- Directed by: Leif Sinding Ernst Ottersen
- Starring: Eugen Skjønberg Erna Schøyen Else Heiberg Jon Lennart Mjøen Leif Norder Sophus Dahl Einar Tveito Arne Kleve Oscar Egede-Nissen Per Kvist Ellen Siding
- Cinematography: Ottar Gladtvet
- Edited by: Harry Ivarson Leif Sinding
- Music by: Erling Røberg Willie Vieth
- Distributed by: Gladtvet film
- Release date: 1936;
- Running time: 40 minutes
- Country: Norway
- Language: Norwegian

= Vi vil oss et land... (film) =

Vi vil oss et land... (We Want Ourselves a Country) was a 1936 election propaganda film for the Norwegian Conservative Party, directed by Leif Sinding. The title is taken from a poem by Per Sivle.

☆ ☆ ☆

▶ [PROBLEMS TO WORK ON]:
[1] Print the part of the film entry from "Vi vil oss et land... (We" up to and including "by Per Sivle.".
[2] According to the film entry, whose poem gave the film its title?
You can do without the data.

(Dataset items)
☆ ☆ ☆

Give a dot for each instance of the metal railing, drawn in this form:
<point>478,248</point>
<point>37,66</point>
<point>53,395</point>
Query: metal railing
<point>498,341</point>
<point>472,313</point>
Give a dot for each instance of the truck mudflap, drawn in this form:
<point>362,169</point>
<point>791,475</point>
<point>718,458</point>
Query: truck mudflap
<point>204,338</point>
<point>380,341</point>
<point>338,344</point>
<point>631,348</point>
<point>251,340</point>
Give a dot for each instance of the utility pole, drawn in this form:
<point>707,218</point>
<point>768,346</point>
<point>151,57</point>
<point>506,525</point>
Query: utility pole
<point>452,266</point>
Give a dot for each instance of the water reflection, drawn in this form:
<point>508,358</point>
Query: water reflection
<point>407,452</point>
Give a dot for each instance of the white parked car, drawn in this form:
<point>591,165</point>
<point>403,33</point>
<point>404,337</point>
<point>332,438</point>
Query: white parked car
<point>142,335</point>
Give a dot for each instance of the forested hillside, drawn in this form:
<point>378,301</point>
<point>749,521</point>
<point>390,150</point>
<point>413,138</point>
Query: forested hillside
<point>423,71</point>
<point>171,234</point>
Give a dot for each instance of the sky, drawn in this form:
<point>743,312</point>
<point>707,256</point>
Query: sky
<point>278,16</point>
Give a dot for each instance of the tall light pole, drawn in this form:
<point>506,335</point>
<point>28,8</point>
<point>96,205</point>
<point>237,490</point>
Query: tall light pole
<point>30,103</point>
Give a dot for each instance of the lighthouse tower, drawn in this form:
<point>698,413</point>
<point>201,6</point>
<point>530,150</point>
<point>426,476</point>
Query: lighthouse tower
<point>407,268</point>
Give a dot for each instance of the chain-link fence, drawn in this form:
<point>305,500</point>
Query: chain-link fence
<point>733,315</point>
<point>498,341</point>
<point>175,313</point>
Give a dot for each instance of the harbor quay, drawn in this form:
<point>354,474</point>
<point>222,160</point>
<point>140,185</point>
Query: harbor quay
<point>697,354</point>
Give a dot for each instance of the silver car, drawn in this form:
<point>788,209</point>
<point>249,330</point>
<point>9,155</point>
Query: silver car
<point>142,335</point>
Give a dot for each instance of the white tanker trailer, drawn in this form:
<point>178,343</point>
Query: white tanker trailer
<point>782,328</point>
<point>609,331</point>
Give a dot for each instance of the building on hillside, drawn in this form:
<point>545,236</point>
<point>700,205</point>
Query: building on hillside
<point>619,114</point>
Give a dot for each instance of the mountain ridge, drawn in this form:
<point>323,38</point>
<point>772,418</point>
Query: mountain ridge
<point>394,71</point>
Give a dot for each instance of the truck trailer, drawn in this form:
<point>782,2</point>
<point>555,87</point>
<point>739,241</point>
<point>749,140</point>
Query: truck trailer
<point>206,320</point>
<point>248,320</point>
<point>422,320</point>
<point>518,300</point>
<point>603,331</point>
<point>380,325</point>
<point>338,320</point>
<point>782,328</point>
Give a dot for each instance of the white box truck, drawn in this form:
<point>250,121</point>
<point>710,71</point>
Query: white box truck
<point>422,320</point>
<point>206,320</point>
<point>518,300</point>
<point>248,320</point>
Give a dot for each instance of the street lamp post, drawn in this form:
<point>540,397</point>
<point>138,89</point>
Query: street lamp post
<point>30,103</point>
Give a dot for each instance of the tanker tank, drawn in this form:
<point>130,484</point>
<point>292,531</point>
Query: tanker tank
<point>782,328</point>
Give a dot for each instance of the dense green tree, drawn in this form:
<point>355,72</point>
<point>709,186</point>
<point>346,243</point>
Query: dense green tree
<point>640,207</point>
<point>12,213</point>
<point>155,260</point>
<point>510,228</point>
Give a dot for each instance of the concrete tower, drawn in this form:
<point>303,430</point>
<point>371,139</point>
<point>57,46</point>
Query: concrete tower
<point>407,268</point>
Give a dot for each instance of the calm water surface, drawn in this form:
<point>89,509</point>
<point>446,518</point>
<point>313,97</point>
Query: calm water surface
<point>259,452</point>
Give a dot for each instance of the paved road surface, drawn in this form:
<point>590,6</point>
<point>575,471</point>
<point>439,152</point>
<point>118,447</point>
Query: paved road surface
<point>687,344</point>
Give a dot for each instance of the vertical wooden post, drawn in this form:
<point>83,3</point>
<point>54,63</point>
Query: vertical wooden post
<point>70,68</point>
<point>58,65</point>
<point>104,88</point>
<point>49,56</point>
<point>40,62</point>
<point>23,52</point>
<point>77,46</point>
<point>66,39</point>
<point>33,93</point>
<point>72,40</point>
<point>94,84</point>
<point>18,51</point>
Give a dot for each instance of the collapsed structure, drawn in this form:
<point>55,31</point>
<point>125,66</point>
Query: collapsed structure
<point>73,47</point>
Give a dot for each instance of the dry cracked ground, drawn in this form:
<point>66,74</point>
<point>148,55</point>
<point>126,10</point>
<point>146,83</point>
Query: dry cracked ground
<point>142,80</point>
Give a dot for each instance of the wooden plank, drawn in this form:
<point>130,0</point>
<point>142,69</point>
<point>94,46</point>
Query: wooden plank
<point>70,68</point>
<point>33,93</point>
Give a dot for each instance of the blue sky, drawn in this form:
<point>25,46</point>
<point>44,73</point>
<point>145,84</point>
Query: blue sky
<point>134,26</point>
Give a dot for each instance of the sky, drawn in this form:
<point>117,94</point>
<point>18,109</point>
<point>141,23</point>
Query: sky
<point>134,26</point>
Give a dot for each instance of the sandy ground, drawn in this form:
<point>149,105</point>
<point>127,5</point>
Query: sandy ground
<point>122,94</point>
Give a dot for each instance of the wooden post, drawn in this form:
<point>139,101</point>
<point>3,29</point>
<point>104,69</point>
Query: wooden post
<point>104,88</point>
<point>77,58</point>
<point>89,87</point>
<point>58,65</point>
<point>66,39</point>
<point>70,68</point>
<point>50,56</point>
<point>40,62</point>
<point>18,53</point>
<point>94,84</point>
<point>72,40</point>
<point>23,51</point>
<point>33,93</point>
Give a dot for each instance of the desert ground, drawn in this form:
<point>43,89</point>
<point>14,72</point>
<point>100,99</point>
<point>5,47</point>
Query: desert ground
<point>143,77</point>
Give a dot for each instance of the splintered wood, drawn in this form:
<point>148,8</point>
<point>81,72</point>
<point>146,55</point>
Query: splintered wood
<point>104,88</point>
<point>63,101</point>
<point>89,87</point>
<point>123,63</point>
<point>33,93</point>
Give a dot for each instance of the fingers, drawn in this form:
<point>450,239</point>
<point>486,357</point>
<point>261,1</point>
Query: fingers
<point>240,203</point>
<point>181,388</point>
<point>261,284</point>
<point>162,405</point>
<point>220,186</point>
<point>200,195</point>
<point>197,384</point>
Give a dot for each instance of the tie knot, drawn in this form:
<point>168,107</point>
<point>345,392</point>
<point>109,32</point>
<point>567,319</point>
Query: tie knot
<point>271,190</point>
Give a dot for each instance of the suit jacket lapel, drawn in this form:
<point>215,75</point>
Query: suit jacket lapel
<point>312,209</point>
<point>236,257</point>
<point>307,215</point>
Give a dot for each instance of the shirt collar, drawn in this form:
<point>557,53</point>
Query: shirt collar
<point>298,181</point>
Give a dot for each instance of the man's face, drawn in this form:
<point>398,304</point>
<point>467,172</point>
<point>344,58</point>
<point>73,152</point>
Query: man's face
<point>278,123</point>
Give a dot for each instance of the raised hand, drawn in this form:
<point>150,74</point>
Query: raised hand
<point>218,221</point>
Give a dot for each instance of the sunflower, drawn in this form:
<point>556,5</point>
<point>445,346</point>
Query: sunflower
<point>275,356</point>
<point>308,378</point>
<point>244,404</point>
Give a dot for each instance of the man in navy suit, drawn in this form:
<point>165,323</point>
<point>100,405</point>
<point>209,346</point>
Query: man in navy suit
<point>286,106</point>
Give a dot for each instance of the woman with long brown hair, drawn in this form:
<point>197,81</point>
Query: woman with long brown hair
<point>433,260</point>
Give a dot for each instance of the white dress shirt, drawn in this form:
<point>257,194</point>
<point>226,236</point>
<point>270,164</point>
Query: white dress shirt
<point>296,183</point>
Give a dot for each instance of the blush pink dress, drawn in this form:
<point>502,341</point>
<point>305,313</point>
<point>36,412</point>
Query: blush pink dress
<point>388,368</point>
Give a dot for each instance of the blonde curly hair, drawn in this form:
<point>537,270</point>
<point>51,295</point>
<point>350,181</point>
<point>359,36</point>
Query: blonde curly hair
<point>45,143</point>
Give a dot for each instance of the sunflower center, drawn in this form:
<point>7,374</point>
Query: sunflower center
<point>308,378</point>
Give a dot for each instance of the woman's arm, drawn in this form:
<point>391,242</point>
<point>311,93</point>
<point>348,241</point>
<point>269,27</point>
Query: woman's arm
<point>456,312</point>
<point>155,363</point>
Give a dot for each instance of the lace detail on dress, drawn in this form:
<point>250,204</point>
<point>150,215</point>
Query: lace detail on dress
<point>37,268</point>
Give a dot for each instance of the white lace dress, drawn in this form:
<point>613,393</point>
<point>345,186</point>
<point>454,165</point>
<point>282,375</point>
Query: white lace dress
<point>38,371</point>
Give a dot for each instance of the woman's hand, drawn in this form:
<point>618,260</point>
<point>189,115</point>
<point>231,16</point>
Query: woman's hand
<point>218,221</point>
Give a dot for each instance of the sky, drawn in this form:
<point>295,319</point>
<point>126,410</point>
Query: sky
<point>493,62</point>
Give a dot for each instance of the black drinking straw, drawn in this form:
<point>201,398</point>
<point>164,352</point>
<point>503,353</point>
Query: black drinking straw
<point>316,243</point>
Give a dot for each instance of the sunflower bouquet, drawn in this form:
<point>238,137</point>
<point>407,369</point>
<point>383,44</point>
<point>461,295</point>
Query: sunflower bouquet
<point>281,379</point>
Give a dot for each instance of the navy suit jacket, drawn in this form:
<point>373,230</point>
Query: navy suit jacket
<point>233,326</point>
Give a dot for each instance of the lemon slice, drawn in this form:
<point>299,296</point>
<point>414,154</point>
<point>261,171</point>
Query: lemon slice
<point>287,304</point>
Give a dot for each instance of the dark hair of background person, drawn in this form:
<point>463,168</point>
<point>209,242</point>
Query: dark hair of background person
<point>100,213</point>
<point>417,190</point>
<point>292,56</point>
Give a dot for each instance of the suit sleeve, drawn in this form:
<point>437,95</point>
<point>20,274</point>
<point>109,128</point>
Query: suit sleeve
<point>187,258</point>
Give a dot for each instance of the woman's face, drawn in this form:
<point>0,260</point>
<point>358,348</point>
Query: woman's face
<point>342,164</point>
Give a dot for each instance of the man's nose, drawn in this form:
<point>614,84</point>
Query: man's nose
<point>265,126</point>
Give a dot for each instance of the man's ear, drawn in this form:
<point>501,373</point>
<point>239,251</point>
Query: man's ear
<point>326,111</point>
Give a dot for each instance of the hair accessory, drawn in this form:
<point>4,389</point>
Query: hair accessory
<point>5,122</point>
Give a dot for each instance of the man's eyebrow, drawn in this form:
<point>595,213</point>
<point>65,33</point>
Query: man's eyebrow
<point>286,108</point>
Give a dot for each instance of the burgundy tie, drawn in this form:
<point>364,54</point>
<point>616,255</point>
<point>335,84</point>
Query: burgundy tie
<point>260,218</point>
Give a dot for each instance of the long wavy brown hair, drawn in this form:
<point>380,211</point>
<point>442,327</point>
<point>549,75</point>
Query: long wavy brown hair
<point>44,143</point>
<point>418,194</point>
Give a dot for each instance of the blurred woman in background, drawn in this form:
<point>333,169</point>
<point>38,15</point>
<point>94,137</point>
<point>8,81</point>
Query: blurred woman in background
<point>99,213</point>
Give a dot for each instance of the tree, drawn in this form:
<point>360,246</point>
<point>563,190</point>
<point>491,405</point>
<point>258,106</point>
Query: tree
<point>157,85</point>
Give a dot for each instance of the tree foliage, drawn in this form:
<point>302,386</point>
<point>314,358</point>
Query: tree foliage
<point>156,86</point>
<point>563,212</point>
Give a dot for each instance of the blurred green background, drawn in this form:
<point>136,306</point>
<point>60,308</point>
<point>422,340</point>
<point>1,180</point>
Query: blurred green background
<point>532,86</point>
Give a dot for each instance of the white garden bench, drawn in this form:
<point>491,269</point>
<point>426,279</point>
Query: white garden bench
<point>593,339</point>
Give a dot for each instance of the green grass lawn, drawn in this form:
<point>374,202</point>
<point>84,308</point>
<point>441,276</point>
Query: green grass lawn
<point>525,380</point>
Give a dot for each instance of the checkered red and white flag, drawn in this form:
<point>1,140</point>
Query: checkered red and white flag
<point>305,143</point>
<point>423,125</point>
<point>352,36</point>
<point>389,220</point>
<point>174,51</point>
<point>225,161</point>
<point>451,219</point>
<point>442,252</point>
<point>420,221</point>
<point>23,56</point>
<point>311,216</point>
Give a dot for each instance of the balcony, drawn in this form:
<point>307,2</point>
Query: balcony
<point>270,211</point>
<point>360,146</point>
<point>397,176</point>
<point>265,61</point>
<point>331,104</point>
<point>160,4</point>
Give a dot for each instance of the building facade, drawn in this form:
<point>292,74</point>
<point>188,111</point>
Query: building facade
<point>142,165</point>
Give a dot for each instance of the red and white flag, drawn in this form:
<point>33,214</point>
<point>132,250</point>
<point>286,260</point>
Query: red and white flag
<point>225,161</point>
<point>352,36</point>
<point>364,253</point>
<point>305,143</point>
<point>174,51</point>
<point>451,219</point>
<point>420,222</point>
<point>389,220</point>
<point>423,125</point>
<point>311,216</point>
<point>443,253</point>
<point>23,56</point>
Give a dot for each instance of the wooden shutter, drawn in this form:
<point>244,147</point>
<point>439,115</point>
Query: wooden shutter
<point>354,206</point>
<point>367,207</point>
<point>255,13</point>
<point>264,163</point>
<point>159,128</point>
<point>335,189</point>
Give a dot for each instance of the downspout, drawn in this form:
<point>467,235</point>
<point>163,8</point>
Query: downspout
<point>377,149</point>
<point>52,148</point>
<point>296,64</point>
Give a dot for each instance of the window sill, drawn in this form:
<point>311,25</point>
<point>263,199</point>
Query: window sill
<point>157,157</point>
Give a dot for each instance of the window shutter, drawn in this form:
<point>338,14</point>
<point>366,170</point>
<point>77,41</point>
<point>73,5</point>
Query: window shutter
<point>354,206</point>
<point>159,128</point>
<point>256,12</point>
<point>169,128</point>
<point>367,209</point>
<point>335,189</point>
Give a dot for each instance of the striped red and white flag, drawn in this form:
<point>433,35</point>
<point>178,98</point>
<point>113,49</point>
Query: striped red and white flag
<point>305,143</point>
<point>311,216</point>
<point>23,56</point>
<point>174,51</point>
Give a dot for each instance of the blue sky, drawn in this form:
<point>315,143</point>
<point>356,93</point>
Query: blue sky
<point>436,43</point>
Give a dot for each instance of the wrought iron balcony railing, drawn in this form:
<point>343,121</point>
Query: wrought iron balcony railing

☆ ☆ ☆

▶ [OUTPUTS]:
[1]
Vi vil oss et land... (We Want Ourselves a Country) was a 1936 election propaganda film for the Norwegian Conservative Party, directed by Leif Sinding. The title is taken from a poem by Per Sivle.

[2] Per Sivle's.